● **Written exercise**: Please gather each line in the entries below that contains the string "pixels". Match case exactly.
start Data provided
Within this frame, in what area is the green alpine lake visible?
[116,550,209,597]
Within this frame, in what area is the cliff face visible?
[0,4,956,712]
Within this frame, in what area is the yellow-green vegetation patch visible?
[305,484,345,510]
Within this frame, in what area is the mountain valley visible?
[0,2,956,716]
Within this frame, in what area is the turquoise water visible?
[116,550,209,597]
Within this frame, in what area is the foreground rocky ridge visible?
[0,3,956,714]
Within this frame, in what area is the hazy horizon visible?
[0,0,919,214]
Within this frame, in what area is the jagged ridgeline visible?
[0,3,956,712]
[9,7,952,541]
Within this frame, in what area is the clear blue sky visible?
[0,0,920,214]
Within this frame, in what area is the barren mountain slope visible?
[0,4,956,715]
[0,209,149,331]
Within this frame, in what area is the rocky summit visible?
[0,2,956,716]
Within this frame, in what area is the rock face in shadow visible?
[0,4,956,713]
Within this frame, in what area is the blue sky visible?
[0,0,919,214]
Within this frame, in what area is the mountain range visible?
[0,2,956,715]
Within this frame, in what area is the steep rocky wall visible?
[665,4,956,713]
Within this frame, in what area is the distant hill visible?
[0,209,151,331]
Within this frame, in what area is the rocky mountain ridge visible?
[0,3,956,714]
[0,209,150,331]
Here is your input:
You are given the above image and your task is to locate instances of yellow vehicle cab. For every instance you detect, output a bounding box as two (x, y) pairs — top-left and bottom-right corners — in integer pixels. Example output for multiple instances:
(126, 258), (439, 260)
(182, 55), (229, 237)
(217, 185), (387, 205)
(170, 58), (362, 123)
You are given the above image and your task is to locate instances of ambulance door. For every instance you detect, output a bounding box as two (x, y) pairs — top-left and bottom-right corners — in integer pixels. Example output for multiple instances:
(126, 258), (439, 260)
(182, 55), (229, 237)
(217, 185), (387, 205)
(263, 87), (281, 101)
end Data provided
● **Exercise answer**:
You are given the above image and your task is to locate instances of yellow vehicle cab. For every instance you detect, output a bounding box as two (x, y) pairs — top-left and bottom-right corners — in integer pixels. Example output for multiple instances:
You are given the above image and your task is to locate instances of ambulance door. For every instance you detect, output a bounding box as two (x, y) pairs — top-left and bottom-right corners — in integer pixels. Example output for multiple instances:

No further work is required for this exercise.